Such financial statements and accompanying notes are the representations
of the Company's management, who are responsible for their integrity and
objectivity. These accounting policies conform to accounting principles
generally accepted in the United States of America ("GAAP") in all
material respects, and have been consistently applied in preparing the
accompanying financial statements.
USE OF ESTIMATES
These unaudited condensed financial statements should be read in
conjunction with the audited financial statements and notes thereto in
the Company's Form 10 filed on June 2, 2011 with the SEC. In preparing
these condensed financial statements, management is required to make
estimates and assumptions that affect the reported amounts of assets and
liabilities as of the date of the condensed financial statements and the
reported amount of revenues and expenses during the reporting periods.
Actual results could differ from those estimates.
LOSS PER COMMON SHARE
Basic loss per common share excludes dilution and is computed by
dividing net loss by the weighted average number of common shares
outstanding during the period. Diluted loss per common share reflects
the potential dilution that could occur if securities or other contracts
to issue common stock were exercised or converted into common stock or
resulted in the issuance of common stock that then shared in the loss of
the entity. As of September 30, 2011 there were no outstanding dilutive
securities.
FAIR VALUE OF FINANCIAL INSTRUMENTS
FASB ASC 820 "Fair Value Measurements and Disclosures" establishes
a three-tier fair value hierarchy, which prioritizes the inputs in
measuring fair value. The hierarchy prioritizes the inputs into three
levels based on the extent to which inputs used in measuring fair value
are observable in the market.
F-5
BioPharma Manufacturing Solutions, Inc.
(Formerly Beachwood Acquisition Corporation)
(A Development Stage Company)
Notes to Financial Statements
NOTE 1 NATURE OF OPERATIONS AND SUMMARY OF SIGNIFICANT POLICIES
(CONTINUED)
These tiers include:
Level 1: defined as observable inputs such as quoted prices in
active markets;
Level 2: defined as inputs other than quoted prices in active
markets that are either directly or indirectly observable;
and
Level 3: defined as unobservable inputs in which little or no
market data exists, therefore requiring an entity to develop
its own assumptions
NOTE 2 - GOING CONCERN
The Company has an accumulated deficit of $1,044 since inception of the
Company on April 20, 2011 through September 30, 2011. The
Company's continuation as a going concern is dependent on its ability to
generate sufficient cash flows from operations to meet its obligations,
which it has not been able to accomplish to date, and /or obtain
additional financing from its stockholders and/or other third parties.
---*---
## TASK DIRECTIONS
Resume the company's financial statement notes above, picking up right after the last sentence of the going concern note.

## EXTRACTED RECORDS
---*---
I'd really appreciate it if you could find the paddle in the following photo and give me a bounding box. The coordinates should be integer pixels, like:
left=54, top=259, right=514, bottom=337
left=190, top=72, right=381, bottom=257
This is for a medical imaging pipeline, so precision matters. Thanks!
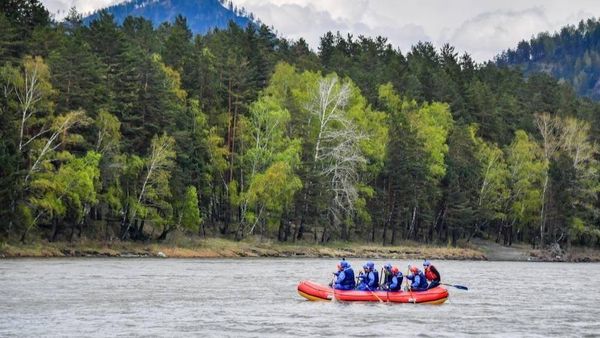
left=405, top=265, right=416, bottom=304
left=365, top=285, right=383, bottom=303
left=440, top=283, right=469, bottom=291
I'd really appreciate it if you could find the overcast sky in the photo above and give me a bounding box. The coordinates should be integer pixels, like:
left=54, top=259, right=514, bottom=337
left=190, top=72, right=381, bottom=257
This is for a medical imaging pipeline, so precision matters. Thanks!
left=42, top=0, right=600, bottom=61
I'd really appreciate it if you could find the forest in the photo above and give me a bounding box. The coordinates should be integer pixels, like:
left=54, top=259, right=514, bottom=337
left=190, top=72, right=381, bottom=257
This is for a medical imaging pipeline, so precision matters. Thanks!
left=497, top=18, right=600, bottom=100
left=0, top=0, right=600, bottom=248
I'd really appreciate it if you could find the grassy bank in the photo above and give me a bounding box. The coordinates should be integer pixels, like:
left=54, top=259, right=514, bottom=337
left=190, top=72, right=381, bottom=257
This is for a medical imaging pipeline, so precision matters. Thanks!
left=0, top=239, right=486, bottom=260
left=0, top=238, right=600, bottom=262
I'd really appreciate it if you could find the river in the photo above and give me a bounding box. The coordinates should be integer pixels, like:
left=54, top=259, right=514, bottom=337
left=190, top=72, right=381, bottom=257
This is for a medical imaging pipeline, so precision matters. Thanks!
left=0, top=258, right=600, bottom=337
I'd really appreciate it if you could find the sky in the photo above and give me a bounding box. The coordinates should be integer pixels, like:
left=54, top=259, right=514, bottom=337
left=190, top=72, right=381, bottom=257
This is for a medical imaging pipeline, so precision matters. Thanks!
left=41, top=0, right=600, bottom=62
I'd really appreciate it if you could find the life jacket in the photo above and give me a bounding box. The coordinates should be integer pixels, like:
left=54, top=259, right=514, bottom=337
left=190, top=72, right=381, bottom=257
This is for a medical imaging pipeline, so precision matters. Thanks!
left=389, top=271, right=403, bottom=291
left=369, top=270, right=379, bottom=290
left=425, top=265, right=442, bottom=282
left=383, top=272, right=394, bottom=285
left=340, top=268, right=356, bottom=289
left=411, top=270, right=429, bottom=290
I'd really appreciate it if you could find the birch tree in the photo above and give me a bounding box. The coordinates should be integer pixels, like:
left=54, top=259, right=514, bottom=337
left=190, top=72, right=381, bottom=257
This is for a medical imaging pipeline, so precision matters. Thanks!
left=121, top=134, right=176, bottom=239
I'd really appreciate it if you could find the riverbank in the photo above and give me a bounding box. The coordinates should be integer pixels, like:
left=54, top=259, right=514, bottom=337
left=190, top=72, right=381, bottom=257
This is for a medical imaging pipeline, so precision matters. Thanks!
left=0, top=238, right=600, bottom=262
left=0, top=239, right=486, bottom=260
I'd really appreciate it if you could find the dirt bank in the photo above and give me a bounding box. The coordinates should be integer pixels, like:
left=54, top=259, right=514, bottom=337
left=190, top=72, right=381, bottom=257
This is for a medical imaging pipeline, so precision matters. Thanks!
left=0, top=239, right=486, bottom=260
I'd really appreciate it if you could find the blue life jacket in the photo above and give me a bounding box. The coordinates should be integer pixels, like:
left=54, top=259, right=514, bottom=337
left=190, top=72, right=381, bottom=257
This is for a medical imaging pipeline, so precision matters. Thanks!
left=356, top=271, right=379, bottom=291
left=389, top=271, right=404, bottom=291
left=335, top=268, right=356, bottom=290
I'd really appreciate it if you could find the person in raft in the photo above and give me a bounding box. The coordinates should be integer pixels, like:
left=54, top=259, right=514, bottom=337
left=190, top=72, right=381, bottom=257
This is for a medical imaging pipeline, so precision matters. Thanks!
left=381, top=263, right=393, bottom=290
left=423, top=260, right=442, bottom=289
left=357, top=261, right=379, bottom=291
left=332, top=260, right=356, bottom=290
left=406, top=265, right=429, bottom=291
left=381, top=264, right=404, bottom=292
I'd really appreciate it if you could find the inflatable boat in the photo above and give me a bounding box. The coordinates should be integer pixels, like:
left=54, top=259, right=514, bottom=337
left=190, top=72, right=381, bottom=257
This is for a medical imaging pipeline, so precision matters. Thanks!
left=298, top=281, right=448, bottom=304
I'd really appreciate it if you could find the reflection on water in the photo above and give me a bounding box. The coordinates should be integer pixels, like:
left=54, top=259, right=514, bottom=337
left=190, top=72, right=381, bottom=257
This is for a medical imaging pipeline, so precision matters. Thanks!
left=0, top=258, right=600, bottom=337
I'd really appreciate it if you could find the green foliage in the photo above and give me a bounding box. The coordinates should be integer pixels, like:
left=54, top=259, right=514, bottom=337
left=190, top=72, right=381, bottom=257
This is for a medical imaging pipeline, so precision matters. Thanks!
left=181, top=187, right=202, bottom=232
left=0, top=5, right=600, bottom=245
---*---
## RESULT OF THE EXERCISE
These financial statements have been prepared on a going concern basis,
which implies the Company will continue to meet its obligations and
continue its operations for the next fiscal year. The continuation of the
Company as a going concern is dependent upon financial support from its
stockholders, the ability of the Company to obtain necessary equity
financing to continue operations, successfully locating and negotiating
with a business entity for the combination of that target company with the
Company.
There is no assurance that the Company will ever be profitable. The
financial statements do not include any adjustments to reflect the possible
future effects on the recoverability and classification of assets or the
amounts and classifications of liabilities that may result should the
Company be unable to continue as a going concern.
F-6
BioPharma Manufacturing Solutions, Inc.
(Formerly Beachwood Acquisition Corporation)
(A Development Stage Company)
Notes to Financial Statements
NOTE 3 - RECENT ACCOUNTING PRONOUNCEMENTS
In December 2010, the Financial Accounting Standards Board ("FASB")
issued ASU 2010-29, Disclosure of Supplementary Pro Forma
Information for Business Combinations. This proposed ASU reflects the
consensus-for-exposure in EITF Issue No. 10-G, "Disclosure of
Supplementary Pro Forma Information for Business Combinations." The
Amendments in this proposed ASU specify that if a public entity presents
comparative financial statements, the entity would disclose revenue and
earnings of the combined entity as though the business combination(s)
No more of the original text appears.